THE EXERCISE — Reproduce everything in the material below, from the line containing "Category: person's hand" down to the end of the material, with each x and y coordinate shifted by adding 17 to it.

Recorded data
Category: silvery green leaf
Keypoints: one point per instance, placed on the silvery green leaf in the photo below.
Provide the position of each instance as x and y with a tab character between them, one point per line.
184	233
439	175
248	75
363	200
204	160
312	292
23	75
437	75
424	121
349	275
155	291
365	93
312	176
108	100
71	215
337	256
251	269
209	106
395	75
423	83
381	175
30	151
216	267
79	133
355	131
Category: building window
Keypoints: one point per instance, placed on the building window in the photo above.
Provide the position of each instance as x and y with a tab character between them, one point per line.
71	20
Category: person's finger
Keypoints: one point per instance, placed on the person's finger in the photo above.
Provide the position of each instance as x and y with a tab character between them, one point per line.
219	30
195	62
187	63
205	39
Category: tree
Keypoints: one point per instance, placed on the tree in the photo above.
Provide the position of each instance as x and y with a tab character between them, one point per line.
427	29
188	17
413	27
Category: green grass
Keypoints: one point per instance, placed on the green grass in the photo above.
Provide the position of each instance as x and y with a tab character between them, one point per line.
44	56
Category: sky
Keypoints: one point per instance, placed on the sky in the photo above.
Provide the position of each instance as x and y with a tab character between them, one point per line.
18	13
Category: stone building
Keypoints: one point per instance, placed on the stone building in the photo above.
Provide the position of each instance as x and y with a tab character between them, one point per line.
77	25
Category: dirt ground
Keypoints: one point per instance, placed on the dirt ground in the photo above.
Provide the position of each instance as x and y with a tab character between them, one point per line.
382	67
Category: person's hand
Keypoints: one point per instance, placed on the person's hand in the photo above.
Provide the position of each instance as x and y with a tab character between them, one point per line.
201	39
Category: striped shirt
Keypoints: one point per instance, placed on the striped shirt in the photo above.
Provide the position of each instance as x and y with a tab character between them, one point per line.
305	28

EXPECTED OUTPUT —
Category: person's hand
Keypoints: one point per instance, placed on the person's hand in the photo above.
Provide the position of each instance as x and y with a tab character between them, one point per line.
218	56
Category: striped shirt
Keypoints: one point per instance, placed on the striped shirt in the photo above.
Provide the position of each instance as x and y with a tab character between them, one point per line.
322	45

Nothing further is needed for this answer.